Passage shown:
“Being graceful and stylish in appearance or manner, the quality of being pleasingly ingenious and simple; neatness.”
Andrea Pirlo has got ‘elegant’ down to a tee, both on and off the pitch – so step aside Grace Kelly and Audrey Hepburn.
Never in a rush, Pirlo was a player who always seemed to have time on his side
It could have been a little different had his potential as a deep-lying playmaker not been realised.
A talented attacking midfielder, his lack of excellence in some of the modern game’s more coveted physical attributes at the start of his professional career threatened to stop him from reaching the very top.
His success with Italy’s Under-21 side showed his undoubted potential as he played a key role in their 2000 European Championship win, scoring twice in the final against the Czech Republic.

Goal: In the passage about Andrea Pirlo, how many goals did he score in the 2000 European Championship final?

Information supplied:
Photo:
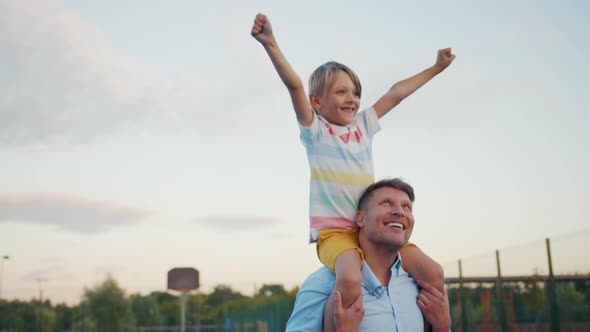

The response: Two goals, against the Czech Republic.